Design

Art et design : liaison dangereuse

Par Roxana Azimi · Le Journal des Arts

Le 6 septembre 2011 - 1092 mots

FRANCE

Le marché promeut de plus en plus le mariage entre l’art et le design, même si le succès est loin d’être toujours à la clé.

« Trafic d’influences ». Le titre de l’exposition des collections d’art et de design, orchestrée par le Fonds régional d’art contemporain (Frac) Nord - Pas-de-Calais en 2004, soulignait bien le flirt poussé entre les deux sphères. La Fiac, à Paris, a d’ailleurs consacré l’union de ces domaines en intégrant, en 2005, une section « Design », aujourd’hui disparue. Le design est même allé jusqu’à s’insinuer sur les stands de galeries d’art contemporain. En 2008, à la foire Frieze de Londres, la galerie Jablonka (Cologne) a présenté des sièges de Ron Arad à des prix audacieux allant de 450 000 à 800 000 euros.
################
CONSIGNE 1
Recopiez à l'identique l'ensemble des enregistrements ci-dessous, du premier au dernier.

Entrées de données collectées
################
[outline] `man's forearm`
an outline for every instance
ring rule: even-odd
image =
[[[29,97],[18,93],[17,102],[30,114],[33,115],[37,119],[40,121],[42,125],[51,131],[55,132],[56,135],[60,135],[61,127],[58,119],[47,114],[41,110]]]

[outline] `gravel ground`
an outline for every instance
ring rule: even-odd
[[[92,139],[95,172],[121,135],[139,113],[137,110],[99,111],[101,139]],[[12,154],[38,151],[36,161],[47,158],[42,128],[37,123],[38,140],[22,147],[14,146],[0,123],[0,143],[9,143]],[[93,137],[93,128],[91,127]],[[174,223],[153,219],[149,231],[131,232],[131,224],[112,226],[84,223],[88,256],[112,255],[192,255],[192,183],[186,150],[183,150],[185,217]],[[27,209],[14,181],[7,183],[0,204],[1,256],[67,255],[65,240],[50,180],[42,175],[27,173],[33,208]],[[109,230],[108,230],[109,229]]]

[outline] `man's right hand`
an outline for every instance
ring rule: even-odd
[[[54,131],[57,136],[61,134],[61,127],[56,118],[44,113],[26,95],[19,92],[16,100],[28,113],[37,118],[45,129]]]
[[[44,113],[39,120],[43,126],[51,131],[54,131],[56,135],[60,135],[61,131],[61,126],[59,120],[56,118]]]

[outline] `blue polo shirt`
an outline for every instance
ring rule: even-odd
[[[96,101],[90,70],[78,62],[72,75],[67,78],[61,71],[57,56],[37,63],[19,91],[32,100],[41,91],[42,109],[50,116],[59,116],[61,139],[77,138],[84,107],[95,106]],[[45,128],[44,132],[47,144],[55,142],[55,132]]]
################
CONSIGNE 2
Répondez à ces questions d'après l'article :
(a) À quelle date l'article a-t-il été publié ?
(b) Quel organisme a orchestré l'exposition « Trafic d'influences » ?
(c) Quelle galerie a présenté des sièges de Ron Arad à la foire Frieze de Londres en 2008 ?

RÉSULTAT 1
[outline] `man's forearm`
an outline for every instance
ring rule: even-odd
image =
[[[29,97],[18,93],[17,102],[30,114],[33,115],[37,119],[40,121],[42,125],[51,131],[55,132],[56,135],[60,135],[61,127],[58,119],[47,114],[41,110]]]

[outline] `gravel ground`
an outline for every instance
ring rule: even-odd
[[[92,139],[95,172],[121,135],[139,113],[137,110],[99,111],[101,139]],[[12,154],[38,151],[36,161],[47,158],[42,128],[37,123],[38,140],[22,147],[14,146],[0,123],[0,143],[9,143]],[[93,137],[93,128],[91,127]],[[174,223],[153,219],[149,231],[131,232],[131,224],[112,226],[84,223],[88,256],[112,255],[192,255],[192,183],[186,150],[183,150],[185,217]],[[27,209],[14,181],[7,183],[0,204],[1,256],[67,255],[65,240],[50,180],[42,175],[27,173],[33,208]],[[109,230],[108,230],[109,229]]]

[outline] `man's right hand`
an outline for every instance
ring rule: even-odd
[[[54,131],[57,136],[61,134],[61,127],[56,118],[44,113],[26,95],[19,92],[16,100],[28,113],[37,118],[45,129]]]
[[[44,113],[39,120],[43,126],[51,131],[54,131],[56,135],[60,135],[61,131],[61,126],[59,120],[56,118]]]

[outline] `blue polo shirt`
an outline for every instance
ring rule: even-odd
[[[96,101],[90,70],[78,62],[72,75],[67,78],[61,71],[57,56],[37,63],[19,91],[32,100],[41,91],[42,109],[50,116],[59,116],[61,139],[77,138],[84,107],[95,106]],[[45,128],[44,132],[47,144],[55,142],[55,132]]]

RÉSULTAT 2
(a) Le 6 septembre 2011.
(b) Le Fonds régional d'art contemporain (Frac) Nord - Pas-de-Calais.
(c) La galerie Jablonka (Cologne).